A service rifle (or standard-issue rifle) is a rifle a military issues to its personnel, typically to its regular infantry. In modern militaries, this is generally a versatile and rugged battle rifle, assault rifle, or carbine, suitable for use in nearly all environments and effective in most common combat situations. Most militaries also have service pistols or sidearms to accompany their service rifles. If the issued weapon is not a rifle, but instead a different type of firearm intended to serve in a specialized role—such as a submachine gun, shotgun, or machine gun—it is called a service weapon or service firearm.

History

Firearms with rifled barrels existed long before the 19th century but did not become widely used before the end of the American Civil War. Thus, rifles in the early 19th century were for specialist marksmen only, whilst ordinary infantry were issued less accurate smoothbore muskets which had a higher rate of fire, with bore diameters as high as 19 mm (0.75 inch).  Early "service rifles" of the 1840s, such as the Prussian Dreyse needle gun (1841) and the Swiss Infanteriegewehr Modell 1842, were technically still muskets.

What to work on:
Return, word for word, the stretch of the service rifle passage from "A service rifle" through "or service firearm.". The rows that come next are separate material and have no connection to the service rifle passage.

Given records:
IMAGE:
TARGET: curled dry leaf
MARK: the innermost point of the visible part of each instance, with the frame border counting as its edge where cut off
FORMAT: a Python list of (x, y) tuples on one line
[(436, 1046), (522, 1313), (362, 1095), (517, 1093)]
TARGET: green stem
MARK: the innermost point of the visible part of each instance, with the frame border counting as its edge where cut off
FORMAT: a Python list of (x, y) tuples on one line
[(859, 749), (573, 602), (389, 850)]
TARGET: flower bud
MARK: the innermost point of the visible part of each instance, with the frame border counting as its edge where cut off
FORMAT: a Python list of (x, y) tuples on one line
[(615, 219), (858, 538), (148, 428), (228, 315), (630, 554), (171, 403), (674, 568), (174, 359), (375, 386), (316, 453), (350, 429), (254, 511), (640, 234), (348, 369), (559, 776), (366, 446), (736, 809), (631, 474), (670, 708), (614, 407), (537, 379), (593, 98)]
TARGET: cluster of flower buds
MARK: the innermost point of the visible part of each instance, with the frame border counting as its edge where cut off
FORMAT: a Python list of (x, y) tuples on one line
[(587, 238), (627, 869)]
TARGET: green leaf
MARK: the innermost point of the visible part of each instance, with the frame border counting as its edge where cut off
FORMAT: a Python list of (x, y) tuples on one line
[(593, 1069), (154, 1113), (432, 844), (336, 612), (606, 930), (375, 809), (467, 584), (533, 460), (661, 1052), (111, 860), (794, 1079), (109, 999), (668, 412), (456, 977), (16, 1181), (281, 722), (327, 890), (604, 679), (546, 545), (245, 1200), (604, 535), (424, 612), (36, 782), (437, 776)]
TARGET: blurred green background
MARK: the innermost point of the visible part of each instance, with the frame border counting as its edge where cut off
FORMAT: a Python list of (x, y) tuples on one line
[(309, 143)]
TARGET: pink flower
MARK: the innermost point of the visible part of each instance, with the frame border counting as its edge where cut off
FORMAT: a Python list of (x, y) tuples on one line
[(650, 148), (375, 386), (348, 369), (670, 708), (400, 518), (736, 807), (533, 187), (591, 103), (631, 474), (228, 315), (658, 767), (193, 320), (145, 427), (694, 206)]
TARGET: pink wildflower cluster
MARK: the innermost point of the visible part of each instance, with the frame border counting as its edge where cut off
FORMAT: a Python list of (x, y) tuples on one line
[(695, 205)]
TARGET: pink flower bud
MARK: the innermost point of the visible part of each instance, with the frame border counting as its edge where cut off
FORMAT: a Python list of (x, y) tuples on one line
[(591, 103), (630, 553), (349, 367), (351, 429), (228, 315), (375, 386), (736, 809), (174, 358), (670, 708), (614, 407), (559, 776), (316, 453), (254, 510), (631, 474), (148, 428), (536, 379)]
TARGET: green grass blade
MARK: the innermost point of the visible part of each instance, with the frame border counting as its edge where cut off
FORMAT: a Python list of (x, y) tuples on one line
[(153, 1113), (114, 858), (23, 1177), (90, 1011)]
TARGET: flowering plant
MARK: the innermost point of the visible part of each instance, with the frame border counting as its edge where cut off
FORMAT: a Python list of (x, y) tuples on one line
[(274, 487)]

Exercise answer:
A service rifle (or standard-issue rifle) is a rifle a military issues to its personnel, typically to its regular infantry. In modern militaries, this is generally a versatile and rugged battle rifle, assault rifle, or carbine, suitable for use in nearly all environments and effective in most common combat situations. Most militaries also have service pistols or sidearms to accompany their service rifles. If the issued weapon is not a rifle, but instead a different type of firearm intended to serve in a specialized role—such as a submachine gun, shotgun, or machine gun—it is called a service weapon or service firearm.